Stated exercise: Count the lines of the records that contain the string "handle", and give only the number.

Source records:
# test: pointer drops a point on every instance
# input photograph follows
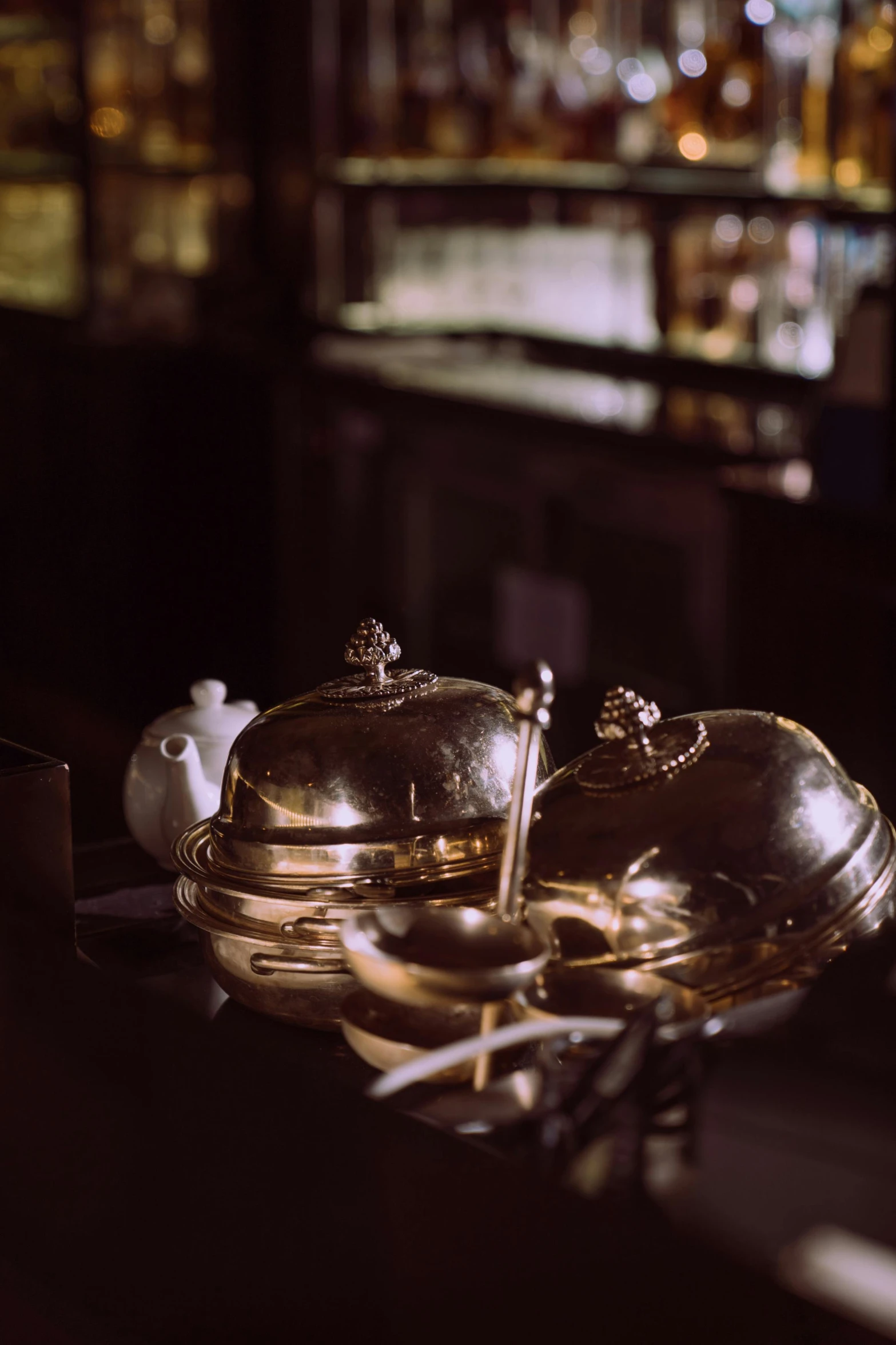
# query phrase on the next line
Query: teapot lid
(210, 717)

...

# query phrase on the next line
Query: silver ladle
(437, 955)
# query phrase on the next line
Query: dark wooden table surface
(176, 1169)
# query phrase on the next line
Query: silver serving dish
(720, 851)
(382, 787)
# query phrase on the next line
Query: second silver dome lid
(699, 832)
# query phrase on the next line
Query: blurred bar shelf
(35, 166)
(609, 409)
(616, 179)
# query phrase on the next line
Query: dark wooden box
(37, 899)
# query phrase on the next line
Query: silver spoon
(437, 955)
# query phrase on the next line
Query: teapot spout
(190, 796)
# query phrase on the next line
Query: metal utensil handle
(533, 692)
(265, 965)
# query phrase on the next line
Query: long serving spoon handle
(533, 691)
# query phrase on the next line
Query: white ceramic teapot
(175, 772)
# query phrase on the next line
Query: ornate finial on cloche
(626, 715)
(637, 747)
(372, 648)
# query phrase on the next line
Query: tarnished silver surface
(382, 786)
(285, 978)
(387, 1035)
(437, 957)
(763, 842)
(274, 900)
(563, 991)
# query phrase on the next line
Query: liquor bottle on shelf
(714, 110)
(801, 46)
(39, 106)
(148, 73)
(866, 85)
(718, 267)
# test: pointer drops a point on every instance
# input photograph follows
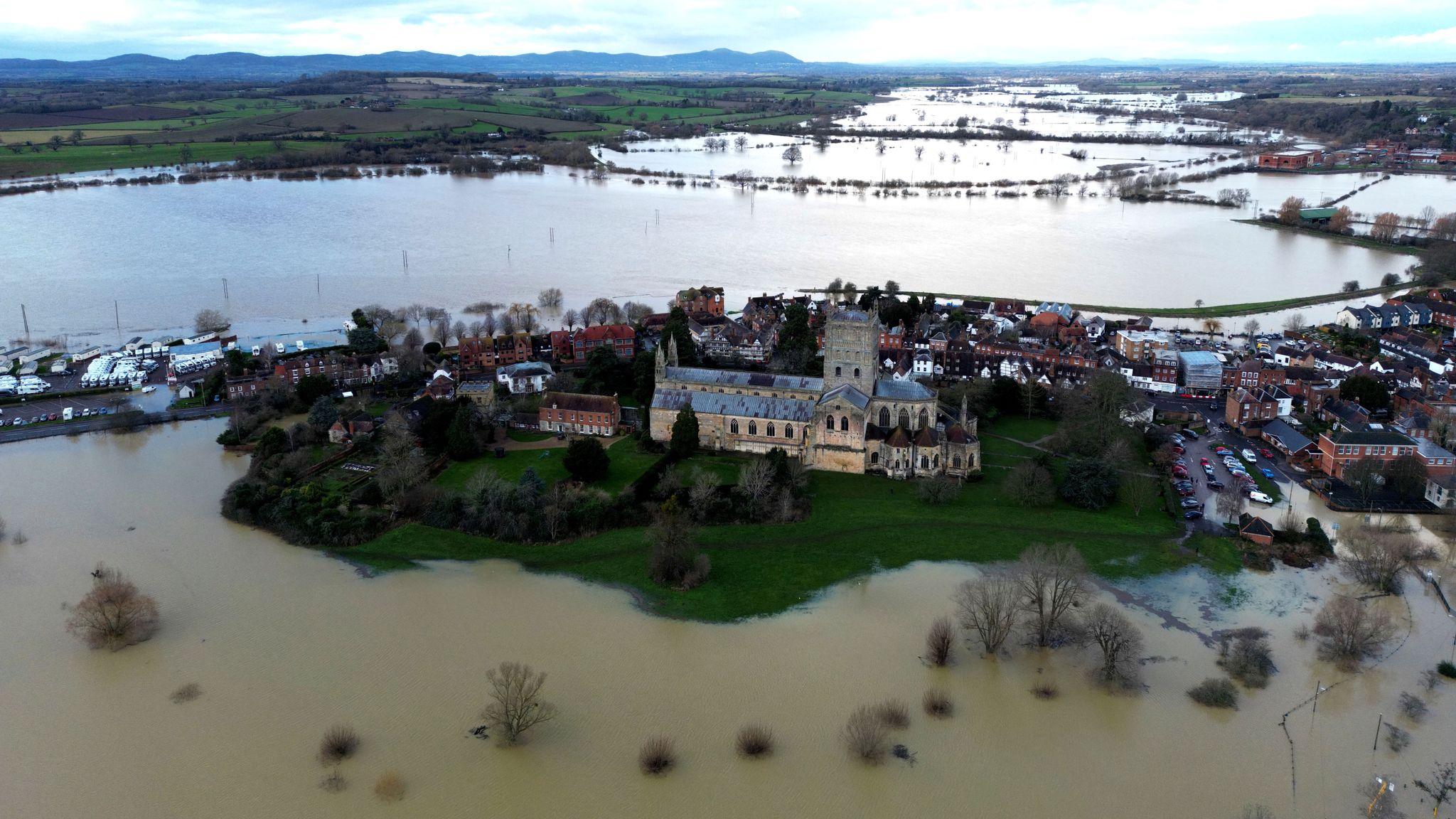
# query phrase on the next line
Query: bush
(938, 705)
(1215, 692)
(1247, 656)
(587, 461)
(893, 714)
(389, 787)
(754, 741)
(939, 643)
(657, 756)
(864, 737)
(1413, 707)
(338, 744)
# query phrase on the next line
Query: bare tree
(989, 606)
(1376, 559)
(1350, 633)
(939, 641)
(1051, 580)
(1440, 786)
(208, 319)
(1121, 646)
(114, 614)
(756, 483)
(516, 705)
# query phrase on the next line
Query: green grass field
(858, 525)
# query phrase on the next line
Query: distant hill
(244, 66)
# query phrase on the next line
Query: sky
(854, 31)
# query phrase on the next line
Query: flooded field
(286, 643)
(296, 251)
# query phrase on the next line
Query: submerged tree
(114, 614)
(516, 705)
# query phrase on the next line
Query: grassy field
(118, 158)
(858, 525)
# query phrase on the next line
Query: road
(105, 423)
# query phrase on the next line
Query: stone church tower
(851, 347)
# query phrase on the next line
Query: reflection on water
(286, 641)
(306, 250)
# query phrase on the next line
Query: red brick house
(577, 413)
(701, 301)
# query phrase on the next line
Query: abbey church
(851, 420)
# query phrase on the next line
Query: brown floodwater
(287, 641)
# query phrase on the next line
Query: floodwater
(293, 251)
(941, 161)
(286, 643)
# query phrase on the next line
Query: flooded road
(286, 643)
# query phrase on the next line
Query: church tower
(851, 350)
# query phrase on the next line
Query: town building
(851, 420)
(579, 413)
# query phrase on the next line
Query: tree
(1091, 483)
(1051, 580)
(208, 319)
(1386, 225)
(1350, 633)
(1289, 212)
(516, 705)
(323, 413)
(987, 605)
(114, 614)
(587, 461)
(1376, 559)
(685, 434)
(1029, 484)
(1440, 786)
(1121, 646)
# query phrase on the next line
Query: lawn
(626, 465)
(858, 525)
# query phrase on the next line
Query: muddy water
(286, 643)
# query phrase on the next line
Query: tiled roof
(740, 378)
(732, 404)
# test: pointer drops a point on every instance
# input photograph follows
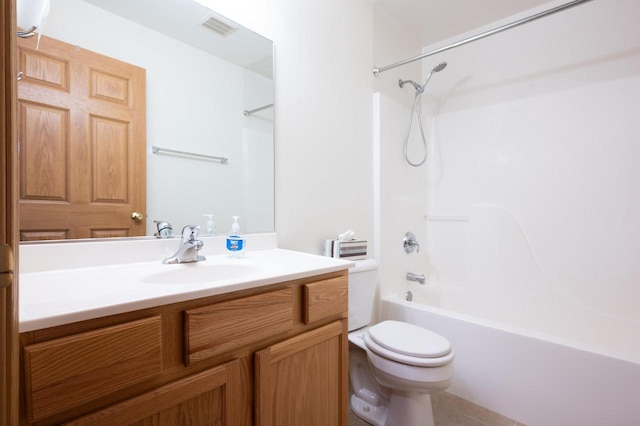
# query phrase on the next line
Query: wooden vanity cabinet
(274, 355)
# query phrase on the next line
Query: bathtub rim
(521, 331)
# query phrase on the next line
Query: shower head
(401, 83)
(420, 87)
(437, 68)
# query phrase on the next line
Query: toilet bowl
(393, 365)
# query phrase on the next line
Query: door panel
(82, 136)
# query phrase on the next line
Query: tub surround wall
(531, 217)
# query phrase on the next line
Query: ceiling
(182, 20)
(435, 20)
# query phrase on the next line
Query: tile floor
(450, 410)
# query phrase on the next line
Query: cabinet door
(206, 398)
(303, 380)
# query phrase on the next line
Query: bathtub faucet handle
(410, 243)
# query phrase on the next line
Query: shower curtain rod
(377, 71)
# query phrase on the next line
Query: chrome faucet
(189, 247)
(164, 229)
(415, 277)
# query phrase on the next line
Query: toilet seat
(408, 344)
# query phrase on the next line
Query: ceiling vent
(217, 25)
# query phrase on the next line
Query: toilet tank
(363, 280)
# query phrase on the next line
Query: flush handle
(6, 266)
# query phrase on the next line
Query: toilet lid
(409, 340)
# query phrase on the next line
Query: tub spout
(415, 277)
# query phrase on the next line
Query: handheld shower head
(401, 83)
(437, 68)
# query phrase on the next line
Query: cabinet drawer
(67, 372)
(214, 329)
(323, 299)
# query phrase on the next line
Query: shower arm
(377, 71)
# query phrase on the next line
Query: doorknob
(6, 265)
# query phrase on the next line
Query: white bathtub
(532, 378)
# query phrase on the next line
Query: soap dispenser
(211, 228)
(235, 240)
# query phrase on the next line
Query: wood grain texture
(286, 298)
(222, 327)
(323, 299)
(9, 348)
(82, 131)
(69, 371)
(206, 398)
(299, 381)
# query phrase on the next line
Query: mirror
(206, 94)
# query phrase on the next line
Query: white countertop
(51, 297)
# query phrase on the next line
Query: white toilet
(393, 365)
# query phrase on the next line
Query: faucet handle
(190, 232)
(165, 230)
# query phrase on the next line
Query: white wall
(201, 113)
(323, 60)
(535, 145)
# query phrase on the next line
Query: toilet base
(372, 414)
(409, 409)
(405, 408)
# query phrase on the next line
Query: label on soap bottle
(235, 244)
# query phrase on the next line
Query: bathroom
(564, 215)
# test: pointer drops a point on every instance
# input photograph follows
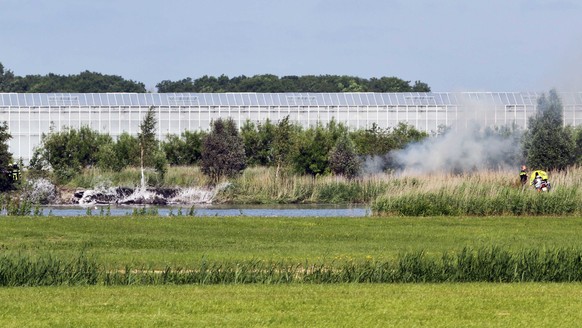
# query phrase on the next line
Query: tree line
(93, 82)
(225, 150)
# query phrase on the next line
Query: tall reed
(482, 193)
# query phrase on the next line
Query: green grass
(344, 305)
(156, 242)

Result for this exercise: 5